# Raw data
-*-*-

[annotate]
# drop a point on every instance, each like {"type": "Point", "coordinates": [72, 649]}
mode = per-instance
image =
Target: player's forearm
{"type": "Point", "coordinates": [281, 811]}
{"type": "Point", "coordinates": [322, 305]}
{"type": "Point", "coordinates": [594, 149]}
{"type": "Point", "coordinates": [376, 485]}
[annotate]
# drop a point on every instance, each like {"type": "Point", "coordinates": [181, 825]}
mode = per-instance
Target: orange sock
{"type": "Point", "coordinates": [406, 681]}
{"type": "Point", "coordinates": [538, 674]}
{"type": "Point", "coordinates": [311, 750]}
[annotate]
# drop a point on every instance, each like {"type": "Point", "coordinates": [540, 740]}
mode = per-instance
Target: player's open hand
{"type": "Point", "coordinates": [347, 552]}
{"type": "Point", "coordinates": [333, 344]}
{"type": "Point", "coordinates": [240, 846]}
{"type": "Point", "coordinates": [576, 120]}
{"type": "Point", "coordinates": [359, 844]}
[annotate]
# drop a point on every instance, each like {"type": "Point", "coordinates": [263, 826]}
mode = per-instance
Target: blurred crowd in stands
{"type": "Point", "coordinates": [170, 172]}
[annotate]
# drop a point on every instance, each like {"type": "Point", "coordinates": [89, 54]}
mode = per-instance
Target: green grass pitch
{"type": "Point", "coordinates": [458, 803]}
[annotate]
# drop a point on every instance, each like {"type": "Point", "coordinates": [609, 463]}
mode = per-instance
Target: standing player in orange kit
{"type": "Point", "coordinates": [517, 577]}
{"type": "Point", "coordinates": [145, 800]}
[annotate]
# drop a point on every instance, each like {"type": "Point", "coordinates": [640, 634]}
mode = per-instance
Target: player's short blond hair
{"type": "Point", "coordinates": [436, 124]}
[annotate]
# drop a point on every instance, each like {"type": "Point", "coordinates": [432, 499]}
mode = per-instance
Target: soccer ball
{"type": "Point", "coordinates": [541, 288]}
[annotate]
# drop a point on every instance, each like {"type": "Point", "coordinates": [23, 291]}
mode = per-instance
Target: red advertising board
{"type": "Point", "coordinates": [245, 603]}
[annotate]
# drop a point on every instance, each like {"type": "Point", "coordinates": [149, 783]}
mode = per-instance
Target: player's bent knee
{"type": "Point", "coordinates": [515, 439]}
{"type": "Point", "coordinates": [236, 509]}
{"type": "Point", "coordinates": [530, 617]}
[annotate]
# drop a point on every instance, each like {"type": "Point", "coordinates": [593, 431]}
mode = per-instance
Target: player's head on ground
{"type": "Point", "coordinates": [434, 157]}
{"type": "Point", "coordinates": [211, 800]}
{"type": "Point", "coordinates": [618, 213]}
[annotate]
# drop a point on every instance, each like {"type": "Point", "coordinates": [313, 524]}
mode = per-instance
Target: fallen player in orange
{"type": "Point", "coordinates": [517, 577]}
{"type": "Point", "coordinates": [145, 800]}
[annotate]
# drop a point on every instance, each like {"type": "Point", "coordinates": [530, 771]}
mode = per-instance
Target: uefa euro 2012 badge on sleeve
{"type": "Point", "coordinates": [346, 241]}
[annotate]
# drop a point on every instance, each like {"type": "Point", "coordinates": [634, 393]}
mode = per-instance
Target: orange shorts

-*-*-

# What the task requires
Restate the records from above exactly as they read.

# Output below
[annotate]
# drop a point on every instance, each like {"type": "Point", "coordinates": [72, 649]}
mode = per-instance
image =
Target: player's forearm
{"type": "Point", "coordinates": [281, 811]}
{"type": "Point", "coordinates": [322, 305]}
{"type": "Point", "coordinates": [594, 149]}
{"type": "Point", "coordinates": [376, 485]}
[annotate]
# drop a point on every instance, each like {"type": "Point", "coordinates": [181, 825]}
mode = per-instance
Target: orange sock
{"type": "Point", "coordinates": [406, 681]}
{"type": "Point", "coordinates": [538, 674]}
{"type": "Point", "coordinates": [311, 750]}
[annotate]
# drop a point on every instance, each like {"type": "Point", "coordinates": [540, 740]}
mode = per-instance
Target: player's open hand
{"type": "Point", "coordinates": [347, 552]}
{"type": "Point", "coordinates": [333, 344]}
{"type": "Point", "coordinates": [240, 846]}
{"type": "Point", "coordinates": [576, 120]}
{"type": "Point", "coordinates": [359, 844]}
[annotate]
# drop a point on every instance, each like {"type": "Point", "coordinates": [263, 826]}
mode = per-instance
Target: blurred crowd in stands
{"type": "Point", "coordinates": [170, 172]}
[annotate]
# drop a point on every instance, each like {"type": "Point", "coordinates": [89, 54]}
mode = per-instance
Target: green grass pitch
{"type": "Point", "coordinates": [458, 803]}
[annotate]
# drop a point on every instance, each like {"type": "Point", "coordinates": [609, 463]}
mode = per-instance
Target: standing player in orange kit
{"type": "Point", "coordinates": [517, 577]}
{"type": "Point", "coordinates": [145, 800]}
[annotate]
# drop a point on every instance, each like {"type": "Point", "coordinates": [640, 634]}
mode = per-instance
Target: player's short blond hair
{"type": "Point", "coordinates": [436, 124]}
[annotate]
# drop a point on every instance, each like {"type": "Point", "coordinates": [432, 499]}
mode = per-instance
Target: soccer ball
{"type": "Point", "coordinates": [541, 288]}
[annotate]
# drop a point on every instance, each like {"type": "Point", "coordinates": [23, 291]}
mode = per-instance
Target: red advertising board
{"type": "Point", "coordinates": [245, 603]}
[annotate]
# drop a point on every instance, each like {"type": "Point", "coordinates": [149, 783]}
mode = per-instance
Target: player's bent knee
{"type": "Point", "coordinates": [515, 439]}
{"type": "Point", "coordinates": [236, 509]}
{"type": "Point", "coordinates": [530, 617]}
[annotate]
# drop a point on every instance, each like {"type": "Point", "coordinates": [593, 431]}
mode = per-instance
Target: player's head on ground
{"type": "Point", "coordinates": [434, 157]}
{"type": "Point", "coordinates": [211, 800]}
{"type": "Point", "coordinates": [618, 213]}
[annotate]
# drop a point on every instance, each like {"type": "Point", "coordinates": [313, 524]}
mode = per-instance
Target: fallen player in orange
{"type": "Point", "coordinates": [517, 577]}
{"type": "Point", "coordinates": [145, 800]}
[annotate]
# drop a point on every instance, each like {"type": "Point", "coordinates": [530, 771]}
mode = per-instance
Target: uefa euro 2012 badge on sleeve
{"type": "Point", "coordinates": [346, 241]}
[annotate]
# drop a point on every instance, each like {"type": "Point", "coordinates": [634, 393]}
mode = per-instance
Target: orange shorts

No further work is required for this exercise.